### TASK STATEMENT
Copy exactly the stretch of data below from the line with "point: shoreline -- for" through the line with "point: white cloud", including both of those lines.

Image point grounding data:
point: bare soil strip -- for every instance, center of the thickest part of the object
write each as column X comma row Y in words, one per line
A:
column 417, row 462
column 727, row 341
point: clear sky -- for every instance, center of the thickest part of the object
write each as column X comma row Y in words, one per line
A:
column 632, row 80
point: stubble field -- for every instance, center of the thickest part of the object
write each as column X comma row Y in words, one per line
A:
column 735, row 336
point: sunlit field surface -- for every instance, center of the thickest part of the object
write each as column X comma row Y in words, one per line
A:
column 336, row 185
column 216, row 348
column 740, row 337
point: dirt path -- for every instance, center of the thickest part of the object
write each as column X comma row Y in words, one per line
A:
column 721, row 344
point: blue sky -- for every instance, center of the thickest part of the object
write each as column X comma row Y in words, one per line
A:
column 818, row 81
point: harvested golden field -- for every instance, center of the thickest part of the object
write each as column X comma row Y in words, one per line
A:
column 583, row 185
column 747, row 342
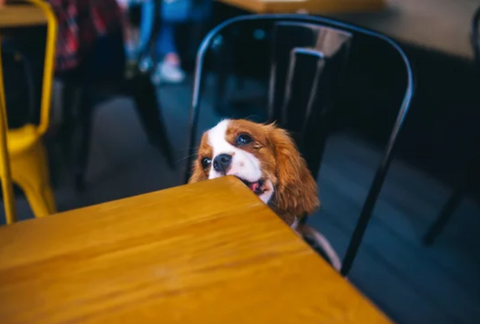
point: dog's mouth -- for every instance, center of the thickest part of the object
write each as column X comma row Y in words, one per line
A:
column 258, row 187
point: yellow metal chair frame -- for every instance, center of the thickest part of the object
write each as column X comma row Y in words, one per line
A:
column 22, row 153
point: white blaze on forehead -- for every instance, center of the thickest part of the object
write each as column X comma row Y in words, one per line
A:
column 244, row 164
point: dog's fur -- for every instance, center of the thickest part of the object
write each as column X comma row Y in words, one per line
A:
column 266, row 159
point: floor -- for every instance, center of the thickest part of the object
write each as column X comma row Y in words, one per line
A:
column 410, row 282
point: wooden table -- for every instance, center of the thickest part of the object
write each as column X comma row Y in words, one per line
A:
column 210, row 252
column 21, row 16
column 311, row 6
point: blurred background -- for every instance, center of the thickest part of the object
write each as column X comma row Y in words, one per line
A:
column 121, row 101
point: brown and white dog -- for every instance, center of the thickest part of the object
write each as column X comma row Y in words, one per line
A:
column 266, row 159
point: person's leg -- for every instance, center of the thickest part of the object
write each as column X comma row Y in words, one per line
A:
column 168, row 70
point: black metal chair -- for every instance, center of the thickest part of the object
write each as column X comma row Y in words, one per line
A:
column 100, row 79
column 308, row 55
column 471, row 168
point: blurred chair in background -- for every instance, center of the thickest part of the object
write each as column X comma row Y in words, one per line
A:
column 91, row 63
column 307, row 58
column 23, row 157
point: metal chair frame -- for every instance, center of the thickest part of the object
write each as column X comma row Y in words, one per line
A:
column 456, row 197
column 381, row 172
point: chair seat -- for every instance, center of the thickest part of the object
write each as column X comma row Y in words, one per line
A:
column 22, row 139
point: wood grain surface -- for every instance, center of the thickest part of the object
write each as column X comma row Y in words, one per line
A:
column 311, row 6
column 209, row 252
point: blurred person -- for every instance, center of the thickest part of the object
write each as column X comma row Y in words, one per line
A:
column 89, row 36
column 168, row 68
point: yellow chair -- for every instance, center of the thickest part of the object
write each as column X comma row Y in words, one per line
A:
column 25, row 161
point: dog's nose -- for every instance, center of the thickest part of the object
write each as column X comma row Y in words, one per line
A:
column 222, row 162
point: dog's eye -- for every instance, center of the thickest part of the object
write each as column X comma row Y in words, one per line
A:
column 243, row 139
column 206, row 163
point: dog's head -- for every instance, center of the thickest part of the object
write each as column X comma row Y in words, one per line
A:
column 265, row 158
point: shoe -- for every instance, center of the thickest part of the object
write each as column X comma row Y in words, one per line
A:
column 168, row 73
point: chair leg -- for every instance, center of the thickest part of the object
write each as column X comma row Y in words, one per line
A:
column 67, row 130
column 222, row 68
column 30, row 172
column 147, row 106
column 85, row 119
column 443, row 218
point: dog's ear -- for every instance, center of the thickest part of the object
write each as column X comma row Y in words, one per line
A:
column 198, row 173
column 296, row 190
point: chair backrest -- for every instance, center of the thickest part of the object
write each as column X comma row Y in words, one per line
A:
column 309, row 50
column 307, row 62
column 476, row 37
column 48, row 69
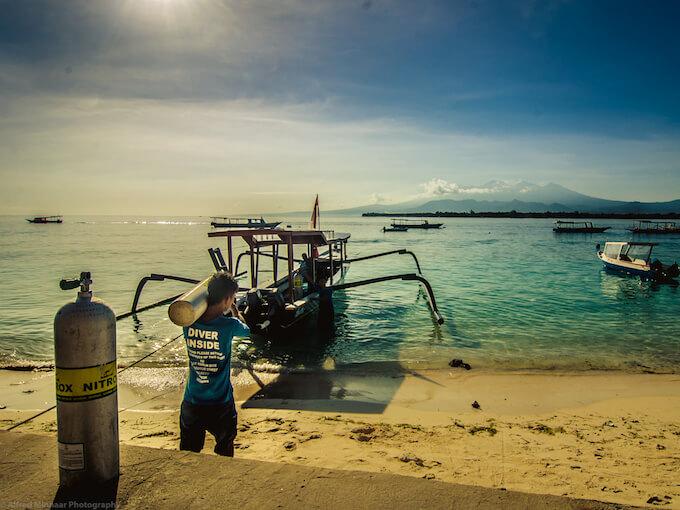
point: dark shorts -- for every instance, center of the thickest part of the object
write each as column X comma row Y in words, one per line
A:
column 218, row 419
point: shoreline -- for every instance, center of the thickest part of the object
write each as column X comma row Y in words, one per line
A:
column 607, row 436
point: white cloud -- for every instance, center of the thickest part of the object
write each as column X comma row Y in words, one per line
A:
column 376, row 198
column 438, row 187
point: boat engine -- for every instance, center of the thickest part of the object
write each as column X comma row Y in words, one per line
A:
column 263, row 306
column 664, row 271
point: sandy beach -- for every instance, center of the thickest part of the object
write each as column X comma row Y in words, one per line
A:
column 607, row 436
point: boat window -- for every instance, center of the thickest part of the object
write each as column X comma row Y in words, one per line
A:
column 639, row 252
column 612, row 250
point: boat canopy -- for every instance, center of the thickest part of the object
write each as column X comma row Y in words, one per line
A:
column 632, row 250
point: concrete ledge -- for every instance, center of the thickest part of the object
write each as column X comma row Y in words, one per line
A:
column 153, row 478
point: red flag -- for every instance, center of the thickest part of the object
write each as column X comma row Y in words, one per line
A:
column 316, row 220
column 315, row 223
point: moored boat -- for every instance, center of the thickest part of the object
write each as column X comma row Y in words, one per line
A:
column 577, row 227
column 225, row 222
column 635, row 258
column 303, row 269
column 654, row 227
column 411, row 223
column 46, row 219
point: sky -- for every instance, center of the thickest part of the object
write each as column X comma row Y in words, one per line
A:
column 216, row 107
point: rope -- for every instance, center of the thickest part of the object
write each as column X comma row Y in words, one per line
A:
column 119, row 371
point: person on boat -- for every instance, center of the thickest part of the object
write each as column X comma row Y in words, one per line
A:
column 306, row 271
column 208, row 403
column 326, row 320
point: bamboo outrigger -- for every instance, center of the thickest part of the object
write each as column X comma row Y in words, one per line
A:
column 315, row 262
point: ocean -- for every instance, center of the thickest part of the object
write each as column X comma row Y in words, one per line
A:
column 513, row 294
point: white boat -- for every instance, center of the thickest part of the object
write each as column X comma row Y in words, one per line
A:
column 577, row 227
column 224, row 222
column 635, row 258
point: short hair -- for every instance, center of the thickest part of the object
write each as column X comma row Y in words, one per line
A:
column 221, row 285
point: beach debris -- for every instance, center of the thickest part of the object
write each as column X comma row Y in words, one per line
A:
column 409, row 457
column 655, row 500
column 540, row 427
column 362, row 437
column 162, row 433
column 490, row 430
column 459, row 363
column 314, row 435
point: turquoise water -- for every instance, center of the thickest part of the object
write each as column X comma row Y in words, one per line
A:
column 513, row 294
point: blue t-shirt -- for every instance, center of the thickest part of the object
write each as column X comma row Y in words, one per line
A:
column 209, row 349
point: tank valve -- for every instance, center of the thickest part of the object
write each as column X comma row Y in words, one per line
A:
column 84, row 281
column 86, row 388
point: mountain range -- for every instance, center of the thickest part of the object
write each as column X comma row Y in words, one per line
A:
column 498, row 196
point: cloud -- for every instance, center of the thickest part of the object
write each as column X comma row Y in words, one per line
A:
column 377, row 198
column 438, row 187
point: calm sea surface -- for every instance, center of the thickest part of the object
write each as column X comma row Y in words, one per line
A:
column 513, row 294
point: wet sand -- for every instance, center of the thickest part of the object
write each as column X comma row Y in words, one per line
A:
column 610, row 436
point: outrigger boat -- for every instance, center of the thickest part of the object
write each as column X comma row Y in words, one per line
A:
column 224, row 222
column 654, row 227
column 46, row 219
column 409, row 223
column 636, row 259
column 577, row 227
column 291, row 293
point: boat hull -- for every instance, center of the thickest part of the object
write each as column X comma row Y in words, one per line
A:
column 595, row 230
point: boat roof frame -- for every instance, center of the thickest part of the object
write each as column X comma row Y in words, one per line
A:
column 257, row 238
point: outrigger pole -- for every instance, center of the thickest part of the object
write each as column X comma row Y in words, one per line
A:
column 409, row 276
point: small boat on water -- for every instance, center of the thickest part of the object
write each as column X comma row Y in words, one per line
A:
column 288, row 275
column 577, row 227
column 635, row 258
column 410, row 223
column 46, row 219
column 224, row 222
column 654, row 227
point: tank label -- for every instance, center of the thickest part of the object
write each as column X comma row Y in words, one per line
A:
column 72, row 456
column 88, row 383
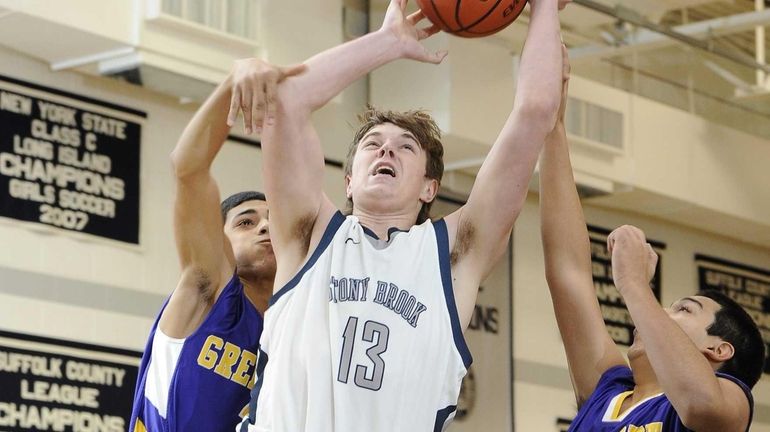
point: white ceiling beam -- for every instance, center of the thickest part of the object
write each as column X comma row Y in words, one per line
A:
column 647, row 39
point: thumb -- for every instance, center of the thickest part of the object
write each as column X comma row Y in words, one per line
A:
column 435, row 57
column 290, row 71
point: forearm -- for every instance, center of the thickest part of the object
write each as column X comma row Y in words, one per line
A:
column 204, row 135
column 683, row 372
column 331, row 71
column 565, row 238
column 539, row 82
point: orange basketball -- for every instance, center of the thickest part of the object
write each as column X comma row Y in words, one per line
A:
column 472, row 18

### THE COMPLETED TASK
point: shoreline -- for every instance, center of the thickest part of the object
write each as column X comma row Y in words, one per line
A:
column 607, row 436
point: white cloud -- for every instance, center of the thickest part of the object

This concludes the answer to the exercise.